++++ DATA SHOWN ++++

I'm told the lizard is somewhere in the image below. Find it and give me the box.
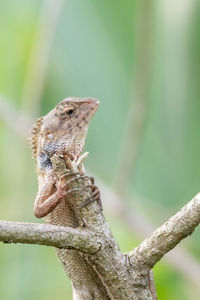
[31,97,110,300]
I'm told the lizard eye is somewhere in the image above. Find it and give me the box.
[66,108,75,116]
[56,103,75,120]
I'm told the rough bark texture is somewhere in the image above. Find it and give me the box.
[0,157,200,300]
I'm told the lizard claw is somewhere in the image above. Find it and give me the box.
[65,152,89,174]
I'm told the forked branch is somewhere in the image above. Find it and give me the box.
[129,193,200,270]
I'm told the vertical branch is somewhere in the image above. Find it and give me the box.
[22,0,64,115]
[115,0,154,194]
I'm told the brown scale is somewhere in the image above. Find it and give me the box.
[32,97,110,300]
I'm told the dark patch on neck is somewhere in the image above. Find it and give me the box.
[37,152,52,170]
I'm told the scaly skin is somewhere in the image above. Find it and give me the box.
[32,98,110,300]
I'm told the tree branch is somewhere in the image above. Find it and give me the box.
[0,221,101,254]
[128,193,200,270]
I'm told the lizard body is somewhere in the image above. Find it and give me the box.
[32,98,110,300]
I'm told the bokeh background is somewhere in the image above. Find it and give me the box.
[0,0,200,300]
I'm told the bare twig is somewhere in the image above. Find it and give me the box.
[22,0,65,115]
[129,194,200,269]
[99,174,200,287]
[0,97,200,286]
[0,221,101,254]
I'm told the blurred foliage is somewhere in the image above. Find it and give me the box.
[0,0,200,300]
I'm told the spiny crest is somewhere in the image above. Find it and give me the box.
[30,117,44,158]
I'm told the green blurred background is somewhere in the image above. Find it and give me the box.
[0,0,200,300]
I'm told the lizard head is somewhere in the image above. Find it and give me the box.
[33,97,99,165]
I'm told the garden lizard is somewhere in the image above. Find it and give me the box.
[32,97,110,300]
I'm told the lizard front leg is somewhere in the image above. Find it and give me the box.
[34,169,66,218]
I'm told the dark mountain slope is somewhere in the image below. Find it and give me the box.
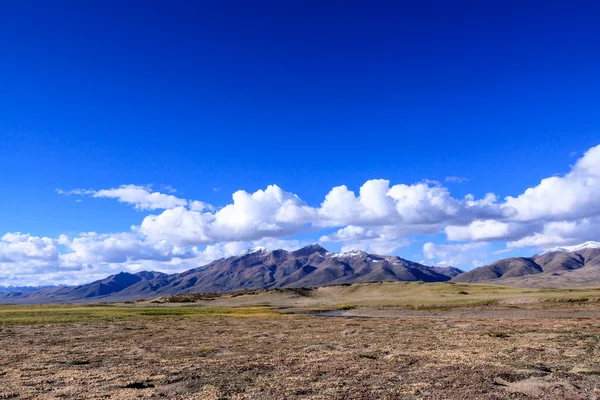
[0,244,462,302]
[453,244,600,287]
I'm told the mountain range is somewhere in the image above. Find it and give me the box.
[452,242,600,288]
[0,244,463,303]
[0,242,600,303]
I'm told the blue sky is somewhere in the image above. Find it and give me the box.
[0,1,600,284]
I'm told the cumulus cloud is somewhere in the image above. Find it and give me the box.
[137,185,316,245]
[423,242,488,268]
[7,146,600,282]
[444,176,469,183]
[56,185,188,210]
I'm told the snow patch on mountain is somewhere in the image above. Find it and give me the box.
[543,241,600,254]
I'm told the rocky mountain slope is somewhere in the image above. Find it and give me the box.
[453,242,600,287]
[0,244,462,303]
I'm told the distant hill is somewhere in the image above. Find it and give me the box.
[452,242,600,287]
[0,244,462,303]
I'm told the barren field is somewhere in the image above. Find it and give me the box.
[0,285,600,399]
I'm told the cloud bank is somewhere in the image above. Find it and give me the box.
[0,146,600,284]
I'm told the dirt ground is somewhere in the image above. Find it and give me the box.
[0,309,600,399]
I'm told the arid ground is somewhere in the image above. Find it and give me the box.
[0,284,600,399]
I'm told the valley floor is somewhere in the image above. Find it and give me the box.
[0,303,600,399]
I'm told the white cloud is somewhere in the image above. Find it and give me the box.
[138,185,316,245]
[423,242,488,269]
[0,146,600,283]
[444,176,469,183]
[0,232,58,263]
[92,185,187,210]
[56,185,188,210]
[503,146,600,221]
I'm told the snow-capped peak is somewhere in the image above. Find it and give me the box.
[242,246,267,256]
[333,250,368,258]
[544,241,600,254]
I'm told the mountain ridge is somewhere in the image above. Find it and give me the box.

++++
++++ DATA SHOWN ++++

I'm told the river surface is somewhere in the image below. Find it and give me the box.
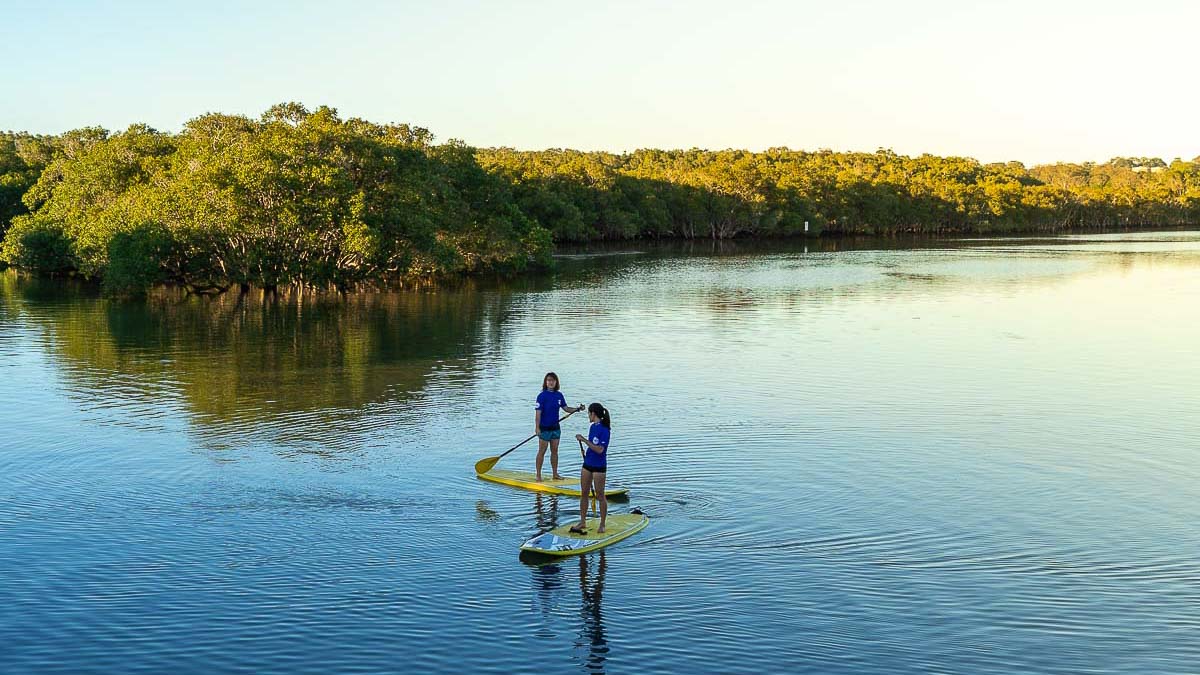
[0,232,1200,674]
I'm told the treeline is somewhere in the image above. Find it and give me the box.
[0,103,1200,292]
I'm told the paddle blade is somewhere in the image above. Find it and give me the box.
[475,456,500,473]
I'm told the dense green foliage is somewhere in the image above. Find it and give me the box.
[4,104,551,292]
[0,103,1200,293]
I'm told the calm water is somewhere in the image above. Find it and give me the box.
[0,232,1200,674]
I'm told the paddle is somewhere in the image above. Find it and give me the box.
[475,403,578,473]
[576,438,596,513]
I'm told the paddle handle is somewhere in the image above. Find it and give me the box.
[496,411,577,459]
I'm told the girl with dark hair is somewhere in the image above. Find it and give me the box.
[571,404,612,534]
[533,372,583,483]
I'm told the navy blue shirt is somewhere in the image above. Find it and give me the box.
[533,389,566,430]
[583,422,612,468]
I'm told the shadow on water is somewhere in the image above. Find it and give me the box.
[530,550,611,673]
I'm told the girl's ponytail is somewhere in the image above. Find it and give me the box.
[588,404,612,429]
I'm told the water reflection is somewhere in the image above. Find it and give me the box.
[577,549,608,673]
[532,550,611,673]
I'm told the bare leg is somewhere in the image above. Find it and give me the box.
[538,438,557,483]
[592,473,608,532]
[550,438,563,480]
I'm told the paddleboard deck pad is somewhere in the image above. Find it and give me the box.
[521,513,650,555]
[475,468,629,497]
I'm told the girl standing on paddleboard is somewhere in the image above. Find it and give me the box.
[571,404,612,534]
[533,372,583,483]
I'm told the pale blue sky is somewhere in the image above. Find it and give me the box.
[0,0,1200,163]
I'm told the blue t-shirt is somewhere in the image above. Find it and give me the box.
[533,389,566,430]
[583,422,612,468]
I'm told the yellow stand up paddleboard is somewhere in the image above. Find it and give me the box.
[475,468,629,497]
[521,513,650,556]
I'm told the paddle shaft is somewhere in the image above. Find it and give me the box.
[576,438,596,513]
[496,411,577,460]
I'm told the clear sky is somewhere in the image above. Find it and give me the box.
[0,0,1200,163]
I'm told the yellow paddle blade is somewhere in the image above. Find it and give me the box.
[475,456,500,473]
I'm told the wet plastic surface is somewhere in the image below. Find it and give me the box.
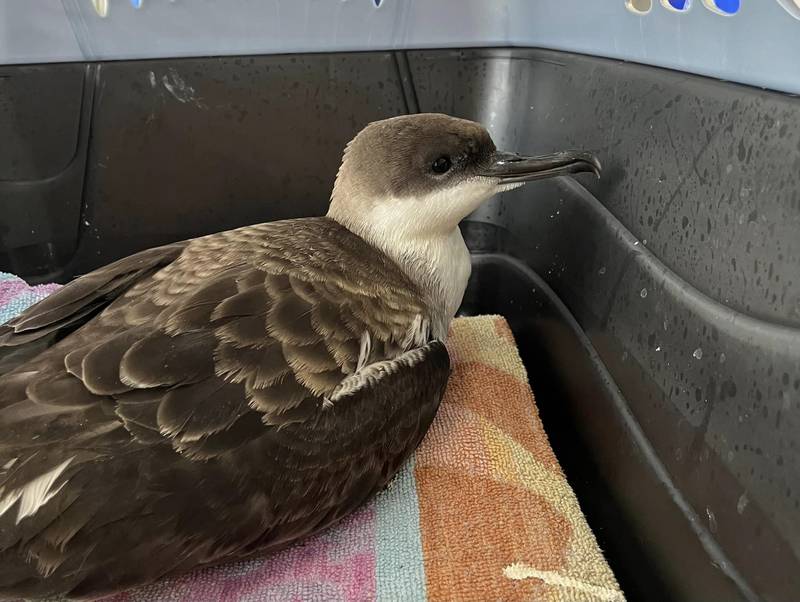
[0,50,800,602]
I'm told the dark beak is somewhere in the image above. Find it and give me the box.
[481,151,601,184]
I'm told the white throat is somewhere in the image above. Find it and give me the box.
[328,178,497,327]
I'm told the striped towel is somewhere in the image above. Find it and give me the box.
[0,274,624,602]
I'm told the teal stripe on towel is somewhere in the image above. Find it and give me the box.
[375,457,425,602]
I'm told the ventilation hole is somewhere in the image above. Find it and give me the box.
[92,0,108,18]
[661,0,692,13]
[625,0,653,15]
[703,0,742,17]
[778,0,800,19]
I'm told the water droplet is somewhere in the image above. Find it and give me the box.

++++
++++ DATA SHOWN ++++

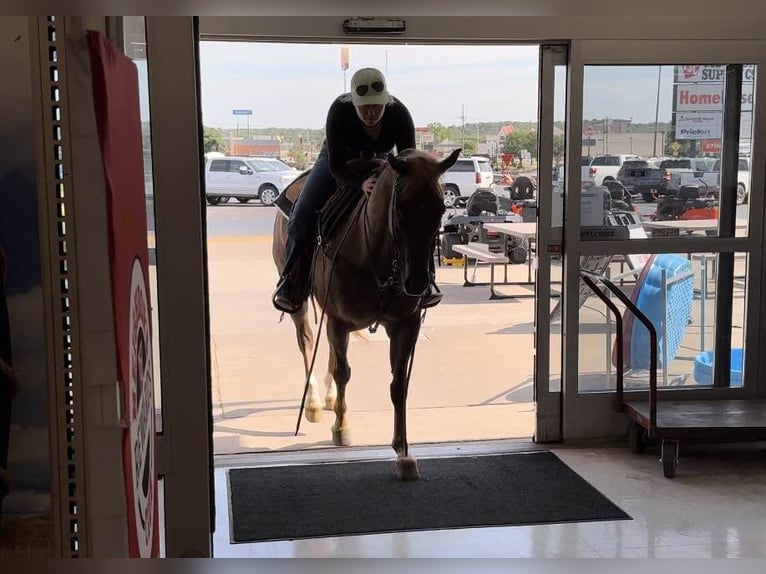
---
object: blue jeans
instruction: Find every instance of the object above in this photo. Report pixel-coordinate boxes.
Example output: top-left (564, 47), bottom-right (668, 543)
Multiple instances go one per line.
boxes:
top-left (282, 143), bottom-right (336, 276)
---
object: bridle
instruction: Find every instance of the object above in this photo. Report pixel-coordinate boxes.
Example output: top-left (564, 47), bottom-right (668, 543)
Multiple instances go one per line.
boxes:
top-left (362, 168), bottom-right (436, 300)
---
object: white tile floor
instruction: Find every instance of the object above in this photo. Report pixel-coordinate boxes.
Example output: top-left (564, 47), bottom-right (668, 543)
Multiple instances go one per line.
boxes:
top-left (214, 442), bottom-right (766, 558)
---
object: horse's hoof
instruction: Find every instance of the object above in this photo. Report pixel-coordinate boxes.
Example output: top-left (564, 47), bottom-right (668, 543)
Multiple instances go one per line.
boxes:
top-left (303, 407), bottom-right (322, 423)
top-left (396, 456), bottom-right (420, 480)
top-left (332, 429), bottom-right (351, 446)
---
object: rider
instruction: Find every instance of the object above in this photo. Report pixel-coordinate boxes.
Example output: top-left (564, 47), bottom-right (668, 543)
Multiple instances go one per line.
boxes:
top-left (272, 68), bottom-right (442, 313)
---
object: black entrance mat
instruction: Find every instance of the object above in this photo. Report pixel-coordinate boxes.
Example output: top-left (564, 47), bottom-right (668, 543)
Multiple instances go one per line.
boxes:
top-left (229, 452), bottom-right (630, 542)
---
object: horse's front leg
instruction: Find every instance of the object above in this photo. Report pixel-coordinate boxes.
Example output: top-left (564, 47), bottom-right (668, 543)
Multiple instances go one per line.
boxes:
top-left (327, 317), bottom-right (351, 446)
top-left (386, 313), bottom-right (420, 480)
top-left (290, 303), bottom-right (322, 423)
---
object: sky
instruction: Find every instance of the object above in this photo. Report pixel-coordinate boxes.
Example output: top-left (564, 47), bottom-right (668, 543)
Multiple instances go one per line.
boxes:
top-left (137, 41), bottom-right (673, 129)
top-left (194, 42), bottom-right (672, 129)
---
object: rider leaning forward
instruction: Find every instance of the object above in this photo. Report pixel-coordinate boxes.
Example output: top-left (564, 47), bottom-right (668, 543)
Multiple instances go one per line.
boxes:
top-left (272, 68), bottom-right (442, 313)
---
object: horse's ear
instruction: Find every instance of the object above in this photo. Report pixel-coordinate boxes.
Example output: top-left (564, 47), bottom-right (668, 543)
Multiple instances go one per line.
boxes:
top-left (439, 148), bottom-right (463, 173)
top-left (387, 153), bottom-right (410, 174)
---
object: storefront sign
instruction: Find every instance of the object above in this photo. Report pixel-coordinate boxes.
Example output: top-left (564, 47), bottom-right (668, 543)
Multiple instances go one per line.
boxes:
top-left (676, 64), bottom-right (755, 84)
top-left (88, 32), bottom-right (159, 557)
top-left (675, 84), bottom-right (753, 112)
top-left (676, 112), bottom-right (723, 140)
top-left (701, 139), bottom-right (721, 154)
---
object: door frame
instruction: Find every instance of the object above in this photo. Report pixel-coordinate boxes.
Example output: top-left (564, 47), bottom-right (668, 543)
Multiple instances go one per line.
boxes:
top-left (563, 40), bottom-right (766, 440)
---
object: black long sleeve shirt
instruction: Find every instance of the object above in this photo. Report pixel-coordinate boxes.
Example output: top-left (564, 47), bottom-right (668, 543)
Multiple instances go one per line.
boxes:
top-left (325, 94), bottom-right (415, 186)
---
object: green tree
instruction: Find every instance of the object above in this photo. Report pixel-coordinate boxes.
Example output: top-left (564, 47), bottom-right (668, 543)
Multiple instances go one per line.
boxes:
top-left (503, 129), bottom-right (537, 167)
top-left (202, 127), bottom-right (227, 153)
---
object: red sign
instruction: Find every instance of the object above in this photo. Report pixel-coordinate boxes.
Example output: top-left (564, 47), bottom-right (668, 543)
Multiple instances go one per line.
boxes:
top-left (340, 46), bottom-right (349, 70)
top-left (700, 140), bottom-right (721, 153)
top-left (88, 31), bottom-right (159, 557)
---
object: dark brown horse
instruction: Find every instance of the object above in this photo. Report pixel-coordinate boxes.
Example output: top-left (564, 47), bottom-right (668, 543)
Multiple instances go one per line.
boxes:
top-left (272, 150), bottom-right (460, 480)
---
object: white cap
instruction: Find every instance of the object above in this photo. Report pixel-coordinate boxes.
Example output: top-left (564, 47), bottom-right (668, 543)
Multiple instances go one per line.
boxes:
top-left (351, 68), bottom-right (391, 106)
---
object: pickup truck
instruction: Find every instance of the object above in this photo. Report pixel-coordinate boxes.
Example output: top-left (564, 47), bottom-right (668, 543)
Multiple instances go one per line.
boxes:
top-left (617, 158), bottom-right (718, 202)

++++

## TASK STATEMENT
Copy out, word for word, the lines that begin with the one containing "I'm told the dark beak" and continue through the one containing "[778,0,800,19]", including both of those lines.

## EXPECTED OUTPUT
I'm told the dark beak is somewhere in the image above. Find it and give me the box.
[481,151,601,184]
I'm told the white throat is somewhere in the image above. Find it and give me the box.
[328,178,497,327]
I'm told the striped towel is somewhere in the image above. Find it and give me the box.
[0,274,624,602]
I'm told the teal stripe on towel is somewhere in the image above. Find it and give me the box.
[375,457,425,602]
I'm told the ventilation hole is somewhere in the image above. Find it and give me the box.
[92,0,108,18]
[661,0,692,13]
[625,0,653,15]
[703,0,742,17]
[778,0,800,19]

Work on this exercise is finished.